* Aufgabe A *
Auf welcher Veranstaltung hält Michael Sonntag laut dem Textabschnitt sein Referat?
* Aufgabe B *
Führen Sie sämtliche Sätze auf, die im Textabschnitt die Antwort von Michael Sonntag bilden.
* Aufgabe C *
Übertragen Sie aus dem Textabschnitt den Abschnitt von „Herr Sonntag, Sie“ bis „die Krankheitsquoten aus.“ wortgetreu.

* Textabschnitt *
Be healthy!
Warum Firmen ohne radikalen Wandel des Managementsystems nicht gesunden können, erläutert Michael Sonntag in seinem Referat an der Nationalen Tagung für betriebliches Gesundheitsmanagement.
Herr Sonntag, Sie setzen sich für «gesunde Unternehmenskulturen» ein. Was verstehen Sie darunter?
Michael Sonntag: In einem gesunden System gibt es keinen Widerspruch zwischen der Gesundheit eines Mitarbeitenden und der eines Unternehmens. Im Gegenteil: In einem gesunden System verstärken sie sich gegenseitig. Sind die Rahmenbedingungen förderlich, engagieren sich die Mitarbeitenden und bleiben gesund. Bei den meisten Firmen ist aber das Gegenteil der Fall. Häufig verunmöglicht das Umfeld den Mitarbeitenden, sich zu engagieren. Das verursacht viel chronischen Stress und dementsprechend hoch fallen auch die Krankheitsquoten aus.

* Bereitgestellte Daten *
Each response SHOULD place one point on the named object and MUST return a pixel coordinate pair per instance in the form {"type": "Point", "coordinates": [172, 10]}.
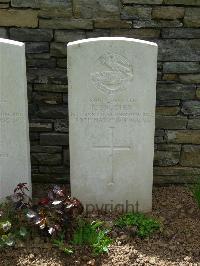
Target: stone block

* Antwort A *
Auf der Nationalen Tagung für betriebliches Gesundheitsmanagement.

* Antwort B *
1. In einem gesunden System gibt es keinen Widerspruch zwischen der Gesundheit eines Mitarbeitenden und der eines Unternehmens.
2. Im Gegenteil: In einem gesunden System verstärken sie sich gegenseitig.
3. Sind die Rahmenbedingungen förderlich, engagieren sich die Mitarbeitenden und bleiben gesund.
4. Bei den meisten Firmen ist aber das Gegenteil der Fall.
5. Häufig verunmöglicht das Umfeld den Mitarbeitenden, sich zu engagieren.
6. Das verursacht viel chronischen Stress und dementsprechend hoch fallen auch die Krankheitsquoten aus.

* Antwort C *
Herr Sonntag, Sie setzen sich für «gesunde Unternehmenskulturen» ein. Was verstehen Sie darunter?
Michael Sonntag: In einem gesunden System gibt es keinen Widerspruch zwischen der Gesundheit eines Mitarbeitenden und der eines Unternehmens. Im Gegenteil: In einem gesunden System verstärken sie sich gegenseitig. Sind die Rahmenbedingungen förderlich, engagieren sich die Mitarbeitenden und bleiben gesund. Bei den meisten Firmen ist aber das Gegenteil der Fall. Häufig verunmöglicht das Umfeld den Mitarbeitenden, sich zu engagieren. Das verursacht viel chronischen Stress und dementsprechend hoch fallen auch die Krankheitsquoten aus.